REQUIRED ACTIONS
1 – In the heartbreak post, rewrite the stretch from "I didn’t even realize" through "foolish yet again.", replacing "panic attack" with "crying fit".
2 – Copy every line of the records that contains the word "gray", matching case exactly.

SOURCE
— START —
I didn’t even realize how much I obsessed over her until she started to pull away. Then I didn’t allow myself to feel it. I refused to acknowledge it. Until fucking TikTok decided to present me with this little gift that absolutely annihilated every part of my heart and spun me into a panic attack: https://www.tiktok.com/t/ZTRUYaeHo/?k=1

But here I am, feeling broken and foolish yet again.

I didn’t even cry like this over my ex husband. I’ve been full on, uncontrollably sobbing. I’m having chest pain and feel like I can’t breathe because I’m crying so fucking hard. I think this feeling is why I steered away from dating women for a few years. There’s such a deep and emotional connection that just doesn’t translate to being with men.

It’s a different kind of pain when it doesn’t work out. It’s a different kind of love when it’s working.

I know that I’m going to look back on this and be thankful for the experiences that I had in this time in my life. It’s definitely the largest learning and growing period I have EVER gone through.

But holy shit, I just want it to stop for a minute. Like give me a fucking break. Haven’t I had enough character development? I’m only 25 and I’ve had a failed long term relationship where I lived with the guy along with a failed marriage. Like,

Life: 12

Me: 0

I get it, I lost. You can stop now.
— END —
EXERCISE DATA
— START —
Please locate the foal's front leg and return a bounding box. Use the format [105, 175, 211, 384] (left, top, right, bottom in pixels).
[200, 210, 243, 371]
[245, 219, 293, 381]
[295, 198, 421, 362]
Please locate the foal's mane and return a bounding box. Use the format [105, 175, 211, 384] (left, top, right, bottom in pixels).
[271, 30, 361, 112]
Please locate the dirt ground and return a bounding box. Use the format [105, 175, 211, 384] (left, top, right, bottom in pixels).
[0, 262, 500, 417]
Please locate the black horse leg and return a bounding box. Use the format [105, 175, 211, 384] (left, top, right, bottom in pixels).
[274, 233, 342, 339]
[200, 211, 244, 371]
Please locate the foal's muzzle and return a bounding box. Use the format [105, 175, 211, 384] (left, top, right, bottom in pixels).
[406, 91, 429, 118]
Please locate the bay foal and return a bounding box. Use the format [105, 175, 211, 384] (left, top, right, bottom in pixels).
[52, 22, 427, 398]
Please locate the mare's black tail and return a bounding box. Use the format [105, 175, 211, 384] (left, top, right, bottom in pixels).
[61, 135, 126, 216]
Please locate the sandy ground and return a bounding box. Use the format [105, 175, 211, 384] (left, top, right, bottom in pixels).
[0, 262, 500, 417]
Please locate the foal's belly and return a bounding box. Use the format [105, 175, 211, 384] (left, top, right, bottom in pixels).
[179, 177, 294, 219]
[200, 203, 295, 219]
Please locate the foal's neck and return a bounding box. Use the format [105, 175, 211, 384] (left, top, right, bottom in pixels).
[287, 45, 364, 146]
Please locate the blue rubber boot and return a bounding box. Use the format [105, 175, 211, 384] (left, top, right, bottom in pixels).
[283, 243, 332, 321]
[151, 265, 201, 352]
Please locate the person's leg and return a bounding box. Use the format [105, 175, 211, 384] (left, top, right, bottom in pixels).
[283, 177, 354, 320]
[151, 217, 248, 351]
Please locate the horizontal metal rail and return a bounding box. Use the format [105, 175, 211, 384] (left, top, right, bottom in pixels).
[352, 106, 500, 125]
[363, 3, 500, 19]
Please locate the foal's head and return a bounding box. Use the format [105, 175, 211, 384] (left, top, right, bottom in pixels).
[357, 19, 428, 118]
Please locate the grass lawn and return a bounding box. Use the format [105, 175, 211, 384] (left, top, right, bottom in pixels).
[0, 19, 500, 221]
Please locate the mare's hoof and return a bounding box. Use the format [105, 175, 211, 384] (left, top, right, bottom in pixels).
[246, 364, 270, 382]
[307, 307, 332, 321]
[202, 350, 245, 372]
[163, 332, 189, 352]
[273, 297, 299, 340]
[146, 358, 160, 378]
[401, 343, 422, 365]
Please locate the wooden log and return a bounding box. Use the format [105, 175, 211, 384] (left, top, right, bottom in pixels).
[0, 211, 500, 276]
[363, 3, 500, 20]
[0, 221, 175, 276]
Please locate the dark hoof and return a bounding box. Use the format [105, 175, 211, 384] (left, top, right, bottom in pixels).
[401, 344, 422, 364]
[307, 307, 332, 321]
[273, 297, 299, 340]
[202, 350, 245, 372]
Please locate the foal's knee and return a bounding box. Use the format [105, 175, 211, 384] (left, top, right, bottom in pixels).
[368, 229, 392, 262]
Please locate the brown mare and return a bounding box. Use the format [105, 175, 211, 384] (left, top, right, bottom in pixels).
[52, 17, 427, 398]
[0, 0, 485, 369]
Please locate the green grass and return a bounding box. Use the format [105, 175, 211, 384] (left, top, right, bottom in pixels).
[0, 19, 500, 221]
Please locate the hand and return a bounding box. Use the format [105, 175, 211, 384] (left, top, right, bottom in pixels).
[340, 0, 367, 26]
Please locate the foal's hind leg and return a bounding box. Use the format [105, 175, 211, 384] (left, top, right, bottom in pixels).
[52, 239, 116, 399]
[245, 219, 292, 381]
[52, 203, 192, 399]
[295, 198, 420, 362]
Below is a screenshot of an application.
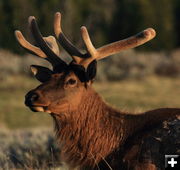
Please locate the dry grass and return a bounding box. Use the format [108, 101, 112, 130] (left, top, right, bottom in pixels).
[0, 76, 180, 128]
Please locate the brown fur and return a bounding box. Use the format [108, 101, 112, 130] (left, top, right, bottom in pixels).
[46, 87, 180, 169]
[15, 13, 180, 170]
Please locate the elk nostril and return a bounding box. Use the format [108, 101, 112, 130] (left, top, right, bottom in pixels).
[25, 92, 39, 106]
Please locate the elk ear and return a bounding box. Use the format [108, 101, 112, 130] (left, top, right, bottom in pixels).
[31, 65, 53, 83]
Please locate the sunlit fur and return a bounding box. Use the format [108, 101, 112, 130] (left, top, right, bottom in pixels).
[25, 70, 180, 169]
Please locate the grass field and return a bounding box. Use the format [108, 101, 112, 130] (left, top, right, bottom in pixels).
[0, 76, 180, 129]
[0, 76, 180, 170]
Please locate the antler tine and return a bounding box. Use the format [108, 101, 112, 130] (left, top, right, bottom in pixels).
[81, 26, 156, 68]
[15, 30, 47, 58]
[97, 28, 156, 60]
[54, 12, 86, 63]
[29, 16, 67, 67]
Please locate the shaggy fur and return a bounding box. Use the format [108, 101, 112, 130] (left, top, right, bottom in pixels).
[52, 87, 180, 169]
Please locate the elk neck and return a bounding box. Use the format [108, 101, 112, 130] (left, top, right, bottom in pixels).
[51, 87, 130, 166]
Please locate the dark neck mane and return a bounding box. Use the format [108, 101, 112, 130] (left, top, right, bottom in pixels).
[51, 89, 124, 166]
[53, 85, 180, 167]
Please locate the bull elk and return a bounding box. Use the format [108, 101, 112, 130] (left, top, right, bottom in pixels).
[15, 12, 180, 170]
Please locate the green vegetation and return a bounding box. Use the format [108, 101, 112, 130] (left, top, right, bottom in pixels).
[0, 0, 180, 52]
[0, 76, 180, 129]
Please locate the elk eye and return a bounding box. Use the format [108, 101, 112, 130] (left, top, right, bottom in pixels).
[67, 79, 76, 85]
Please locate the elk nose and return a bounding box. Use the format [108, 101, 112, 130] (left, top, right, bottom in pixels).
[25, 92, 39, 106]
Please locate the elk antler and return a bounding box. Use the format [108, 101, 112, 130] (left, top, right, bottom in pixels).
[54, 12, 88, 63]
[15, 16, 67, 68]
[80, 26, 156, 68]
[54, 12, 156, 68]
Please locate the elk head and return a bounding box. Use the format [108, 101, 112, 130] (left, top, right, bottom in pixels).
[15, 12, 155, 114]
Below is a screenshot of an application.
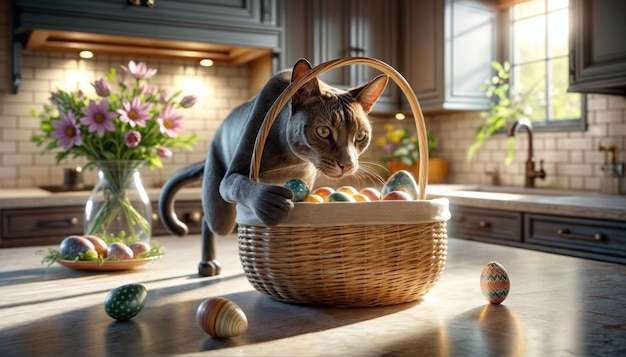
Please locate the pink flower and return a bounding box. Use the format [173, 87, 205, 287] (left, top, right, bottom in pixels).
[80, 99, 117, 137]
[91, 78, 111, 97]
[157, 146, 172, 159]
[117, 97, 150, 128]
[50, 112, 83, 150]
[180, 95, 198, 108]
[120, 61, 156, 79]
[124, 130, 141, 148]
[157, 105, 183, 138]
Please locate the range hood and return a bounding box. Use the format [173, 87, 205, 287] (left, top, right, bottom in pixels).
[9, 0, 282, 93]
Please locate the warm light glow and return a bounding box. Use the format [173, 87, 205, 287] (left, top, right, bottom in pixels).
[200, 58, 213, 67]
[78, 51, 93, 58]
[395, 113, 406, 120]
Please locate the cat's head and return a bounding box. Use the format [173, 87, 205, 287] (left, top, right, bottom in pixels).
[287, 59, 389, 179]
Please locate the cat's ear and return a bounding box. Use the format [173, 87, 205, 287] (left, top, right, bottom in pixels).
[291, 59, 321, 106]
[350, 74, 389, 114]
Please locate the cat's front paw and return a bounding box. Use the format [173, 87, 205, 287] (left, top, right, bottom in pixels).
[251, 185, 294, 226]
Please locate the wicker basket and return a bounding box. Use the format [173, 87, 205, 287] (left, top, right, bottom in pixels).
[238, 57, 450, 307]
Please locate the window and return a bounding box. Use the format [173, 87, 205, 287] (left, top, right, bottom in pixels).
[508, 0, 584, 130]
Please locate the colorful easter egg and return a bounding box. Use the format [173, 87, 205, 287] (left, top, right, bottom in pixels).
[382, 191, 413, 201]
[336, 186, 359, 196]
[83, 234, 107, 258]
[107, 242, 135, 260]
[283, 179, 311, 202]
[480, 262, 511, 304]
[311, 186, 335, 200]
[104, 284, 148, 321]
[326, 192, 356, 202]
[302, 193, 324, 203]
[359, 187, 381, 201]
[382, 170, 418, 200]
[196, 298, 248, 338]
[61, 236, 98, 260]
[128, 241, 150, 258]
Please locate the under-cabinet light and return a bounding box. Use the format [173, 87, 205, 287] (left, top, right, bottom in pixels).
[78, 51, 93, 58]
[200, 58, 213, 67]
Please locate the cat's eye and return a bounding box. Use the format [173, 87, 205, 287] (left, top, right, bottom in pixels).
[317, 126, 330, 139]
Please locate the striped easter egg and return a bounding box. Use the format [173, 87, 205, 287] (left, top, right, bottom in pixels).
[196, 298, 248, 338]
[480, 262, 511, 304]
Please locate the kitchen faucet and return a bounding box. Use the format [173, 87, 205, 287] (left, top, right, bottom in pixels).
[508, 119, 546, 187]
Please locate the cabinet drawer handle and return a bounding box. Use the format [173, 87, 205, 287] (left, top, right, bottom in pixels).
[37, 217, 78, 228]
[556, 228, 606, 242]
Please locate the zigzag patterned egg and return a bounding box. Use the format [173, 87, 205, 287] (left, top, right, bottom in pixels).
[480, 262, 511, 304]
[196, 298, 248, 338]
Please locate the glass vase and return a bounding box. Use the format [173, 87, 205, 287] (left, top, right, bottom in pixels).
[85, 160, 152, 244]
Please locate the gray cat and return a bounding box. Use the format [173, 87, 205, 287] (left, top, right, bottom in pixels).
[159, 59, 388, 275]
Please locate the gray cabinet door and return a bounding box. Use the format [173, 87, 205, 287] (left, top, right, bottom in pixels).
[569, 0, 626, 95]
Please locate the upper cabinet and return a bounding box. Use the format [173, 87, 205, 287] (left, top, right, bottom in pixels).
[401, 0, 497, 112]
[281, 0, 496, 112]
[569, 0, 626, 95]
[281, 0, 399, 112]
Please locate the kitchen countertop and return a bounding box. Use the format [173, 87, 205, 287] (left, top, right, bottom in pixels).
[0, 184, 626, 222]
[0, 235, 626, 357]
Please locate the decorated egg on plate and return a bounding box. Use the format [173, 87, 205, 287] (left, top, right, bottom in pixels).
[283, 179, 311, 202]
[382, 170, 418, 200]
[196, 298, 248, 338]
[61, 236, 98, 259]
[480, 262, 511, 304]
[128, 241, 150, 258]
[359, 187, 381, 201]
[104, 284, 148, 321]
[83, 234, 107, 258]
[107, 242, 135, 260]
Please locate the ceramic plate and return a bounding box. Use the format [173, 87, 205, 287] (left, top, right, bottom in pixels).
[57, 257, 159, 271]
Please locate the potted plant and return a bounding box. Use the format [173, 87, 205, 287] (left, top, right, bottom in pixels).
[376, 124, 448, 183]
[467, 61, 532, 165]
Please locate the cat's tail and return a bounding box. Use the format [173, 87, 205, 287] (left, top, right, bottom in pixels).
[159, 162, 204, 237]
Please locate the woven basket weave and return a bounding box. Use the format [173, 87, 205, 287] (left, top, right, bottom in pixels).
[238, 57, 450, 307]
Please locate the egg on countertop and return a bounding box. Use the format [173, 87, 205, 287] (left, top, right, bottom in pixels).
[381, 170, 419, 200]
[480, 262, 511, 304]
[104, 284, 148, 321]
[196, 297, 248, 338]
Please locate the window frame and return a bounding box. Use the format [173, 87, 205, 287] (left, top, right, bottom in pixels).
[497, 0, 587, 132]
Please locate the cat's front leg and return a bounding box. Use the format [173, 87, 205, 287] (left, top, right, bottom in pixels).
[220, 174, 294, 226]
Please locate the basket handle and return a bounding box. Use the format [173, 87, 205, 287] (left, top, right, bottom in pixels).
[250, 57, 428, 200]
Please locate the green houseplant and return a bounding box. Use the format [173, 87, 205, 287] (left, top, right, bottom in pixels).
[467, 61, 531, 165]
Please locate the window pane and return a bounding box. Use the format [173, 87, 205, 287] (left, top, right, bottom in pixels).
[548, 9, 569, 57]
[513, 0, 546, 20]
[548, 0, 569, 11]
[513, 15, 546, 63]
[548, 57, 581, 120]
[513, 62, 547, 121]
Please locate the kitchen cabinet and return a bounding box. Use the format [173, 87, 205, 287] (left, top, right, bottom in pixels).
— END —
RESULTS BY TASK
1 –
I didn’t even realize how much I obsessed over her until she started to pull away. Then I didn’t allow myself to feel it. I refused to acknowledge it. Until fucking TikTok decided to present me with this little gift that absolutely annihilated every part of my heart and spun me into a crying fit: https://www.tiktok.com/t/ZTRUYaeHo/?k=1

But here I am, feeling broken and foolish yet again.

2 –
Please locate the gray cat and return a bounding box. Use the format [173, 87, 205, 287] (left, top, right, bottom in pixels).
Please locate the gray cabinet door and return a bounding box. Use the format [173, 87, 205, 287] (left, top, right, bottom in pixels).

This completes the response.